What you have to do: Copy the stretch from the line containing "tag the green leaf, one point per instance." through the end of the listing, requests included, with each point coordinate in the answers (not in the requests or their format samples) scaled by 0.85 and rounded to a whole number, halves rounding up. Leave the pictures out.

Records provided:
+---+
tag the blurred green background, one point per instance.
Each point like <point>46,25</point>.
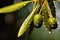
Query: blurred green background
<point>39,33</point>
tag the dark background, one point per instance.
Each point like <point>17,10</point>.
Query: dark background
<point>9,31</point>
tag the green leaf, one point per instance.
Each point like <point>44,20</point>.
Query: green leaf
<point>27,22</point>
<point>14,7</point>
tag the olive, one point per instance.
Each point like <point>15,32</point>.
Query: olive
<point>37,20</point>
<point>53,23</point>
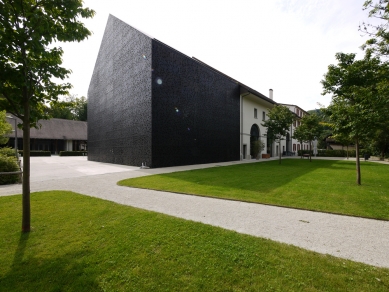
+---+
Task solution:
tag the green leaf, one point per instance.
Each point like <point>44,20</point>.
Query: green leaf
<point>23,19</point>
<point>12,6</point>
tag the olive, one point per instance.
Each point like <point>15,32</point>.
Query: olive
<point>31,17</point>
<point>45,20</point>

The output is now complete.